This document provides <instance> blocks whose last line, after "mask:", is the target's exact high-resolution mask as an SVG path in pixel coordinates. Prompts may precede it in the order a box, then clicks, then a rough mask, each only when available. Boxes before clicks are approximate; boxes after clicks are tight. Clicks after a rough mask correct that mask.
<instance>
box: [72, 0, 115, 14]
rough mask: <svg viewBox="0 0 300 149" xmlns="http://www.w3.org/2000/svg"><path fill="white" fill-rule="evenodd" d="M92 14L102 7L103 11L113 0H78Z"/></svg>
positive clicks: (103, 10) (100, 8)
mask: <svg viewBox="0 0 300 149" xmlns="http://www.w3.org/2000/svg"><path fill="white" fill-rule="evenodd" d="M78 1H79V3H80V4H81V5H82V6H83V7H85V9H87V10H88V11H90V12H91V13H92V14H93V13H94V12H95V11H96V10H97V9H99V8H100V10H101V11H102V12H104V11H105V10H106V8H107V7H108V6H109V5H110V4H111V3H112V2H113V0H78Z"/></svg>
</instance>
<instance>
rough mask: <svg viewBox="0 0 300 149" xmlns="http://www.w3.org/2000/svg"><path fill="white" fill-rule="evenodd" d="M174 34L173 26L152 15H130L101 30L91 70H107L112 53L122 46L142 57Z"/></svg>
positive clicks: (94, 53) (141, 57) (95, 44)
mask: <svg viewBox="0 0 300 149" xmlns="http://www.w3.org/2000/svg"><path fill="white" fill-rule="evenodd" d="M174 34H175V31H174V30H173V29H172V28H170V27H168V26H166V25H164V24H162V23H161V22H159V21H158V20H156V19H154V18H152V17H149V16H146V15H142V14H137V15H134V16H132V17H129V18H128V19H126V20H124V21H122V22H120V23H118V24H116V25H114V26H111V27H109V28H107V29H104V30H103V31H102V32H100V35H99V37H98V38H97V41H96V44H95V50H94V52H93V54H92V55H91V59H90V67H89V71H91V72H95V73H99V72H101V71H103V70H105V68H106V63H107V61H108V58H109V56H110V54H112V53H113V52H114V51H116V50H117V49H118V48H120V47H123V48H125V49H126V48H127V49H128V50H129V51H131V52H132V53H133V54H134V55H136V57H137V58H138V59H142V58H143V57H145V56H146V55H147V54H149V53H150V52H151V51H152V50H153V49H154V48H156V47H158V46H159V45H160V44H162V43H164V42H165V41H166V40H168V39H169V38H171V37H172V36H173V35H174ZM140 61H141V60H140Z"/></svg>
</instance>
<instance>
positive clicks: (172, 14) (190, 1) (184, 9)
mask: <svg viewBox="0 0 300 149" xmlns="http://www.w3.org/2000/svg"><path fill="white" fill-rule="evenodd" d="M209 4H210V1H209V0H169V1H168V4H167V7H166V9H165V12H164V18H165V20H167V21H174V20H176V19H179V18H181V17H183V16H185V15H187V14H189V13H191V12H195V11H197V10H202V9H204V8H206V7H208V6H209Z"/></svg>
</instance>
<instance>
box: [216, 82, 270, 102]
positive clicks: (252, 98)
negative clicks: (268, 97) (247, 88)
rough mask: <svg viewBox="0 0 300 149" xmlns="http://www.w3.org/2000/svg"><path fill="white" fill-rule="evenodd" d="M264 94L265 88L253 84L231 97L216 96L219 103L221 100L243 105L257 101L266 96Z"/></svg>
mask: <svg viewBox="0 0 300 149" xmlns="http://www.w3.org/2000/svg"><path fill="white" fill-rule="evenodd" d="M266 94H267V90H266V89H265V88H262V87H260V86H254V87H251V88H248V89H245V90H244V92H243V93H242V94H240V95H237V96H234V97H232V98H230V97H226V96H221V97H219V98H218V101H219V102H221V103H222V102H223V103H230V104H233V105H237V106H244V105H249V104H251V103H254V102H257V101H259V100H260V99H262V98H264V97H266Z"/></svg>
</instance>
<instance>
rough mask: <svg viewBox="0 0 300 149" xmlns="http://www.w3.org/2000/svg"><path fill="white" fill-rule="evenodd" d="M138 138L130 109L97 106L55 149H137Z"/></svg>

• [Task instructions] Repeat the full set of records above character for character.

• [Solution below]
This document provides <instance> blocks whose last line, after "mask:", is the target's exact high-resolution mask as an SVG path in pixel coordinates. Prompts may precede it in the order a box, then clicks, then a rough mask, each only when available. Boxes before clicks are approximate; boxes after clicks are tight. Clicks after a rough mask correct that mask.
<instance>
box: [72, 0, 115, 14]
rough mask: <svg viewBox="0 0 300 149" xmlns="http://www.w3.org/2000/svg"><path fill="white" fill-rule="evenodd" d="M92 14L102 7L103 11L113 0H78Z"/></svg>
positive clicks: (103, 10) (100, 8)
mask: <svg viewBox="0 0 300 149" xmlns="http://www.w3.org/2000/svg"><path fill="white" fill-rule="evenodd" d="M78 1H79V3H80V4H81V5H82V6H83V7H85V9H87V10H88V11H90V12H91V13H92V14H93V13H94V12H95V11H96V10H97V9H99V8H100V10H101V11H102V12H104V11H105V10H106V8H107V7H108V6H109V5H110V4H111V3H112V2H113V0H78Z"/></svg>
</instance>
<instance>
rough mask: <svg viewBox="0 0 300 149" xmlns="http://www.w3.org/2000/svg"><path fill="white" fill-rule="evenodd" d="M174 34L173 26L152 15H130L101 30L91 70H107L112 53L122 46L142 57Z"/></svg>
positive clicks: (94, 53) (141, 57) (95, 44)
mask: <svg viewBox="0 0 300 149" xmlns="http://www.w3.org/2000/svg"><path fill="white" fill-rule="evenodd" d="M174 34H175V31H174V30H173V29H172V28H170V27H168V26H166V25H164V24H162V23H161V22H159V21H158V20H156V19H154V18H152V17H149V16H146V15H142V14H137V15H134V16H132V17H129V18H128V19H126V20H124V21H122V22H120V23H118V24H116V25H114V26H111V27H109V28H107V29H104V30H103V31H102V32H100V35H99V37H98V38H97V41H96V44H95V50H94V52H93V54H92V55H91V59H90V67H89V71H91V72H95V73H99V72H101V71H103V70H105V68H106V63H107V61H108V58H109V56H110V54H112V53H113V52H114V51H116V50H117V49H118V48H120V47H123V48H125V49H126V48H127V49H128V50H129V51H131V52H132V53H133V54H134V55H136V57H137V58H138V59H142V58H143V57H145V56H146V55H147V54H149V53H150V52H151V51H152V50H153V49H154V48H156V47H158V46H159V45H160V44H162V43H164V42H165V41H166V40H168V39H169V38H171V37H172V36H173V35H174ZM140 61H141V60H140Z"/></svg>
</instance>
<instance>
positive clicks: (172, 14) (190, 1) (184, 9)
mask: <svg viewBox="0 0 300 149" xmlns="http://www.w3.org/2000/svg"><path fill="white" fill-rule="evenodd" d="M209 4H210V1H209V0H169V1H168V4H167V7H166V9H165V12H164V18H165V20H167V21H174V20H176V19H179V18H181V17H183V16H185V15H187V14H189V13H191V12H195V11H197V10H202V9H204V8H206V7H208V6H209Z"/></svg>
</instance>
<instance>
box: [216, 82, 270, 102]
positive clicks: (252, 98)
negative clicks: (268, 97) (247, 88)
rough mask: <svg viewBox="0 0 300 149" xmlns="http://www.w3.org/2000/svg"><path fill="white" fill-rule="evenodd" d="M264 94L265 88L253 84L231 97L216 96L219 103L221 100L243 105L257 101L266 96Z"/></svg>
mask: <svg viewBox="0 0 300 149" xmlns="http://www.w3.org/2000/svg"><path fill="white" fill-rule="evenodd" d="M266 94H267V90H266V89H265V88H262V87H260V86H254V87H251V88H248V89H245V90H244V92H243V93H242V94H240V95H237V96H234V97H232V98H230V97H226V96H221V97H219V98H218V101H219V102H221V103H222V102H223V103H230V104H233V105H237V106H244V105H249V104H251V103H254V102H257V101H259V100H260V99H262V98H264V97H266Z"/></svg>
</instance>
<instance>
rough mask: <svg viewBox="0 0 300 149" xmlns="http://www.w3.org/2000/svg"><path fill="white" fill-rule="evenodd" d="M138 138L130 109L97 106L55 149H137Z"/></svg>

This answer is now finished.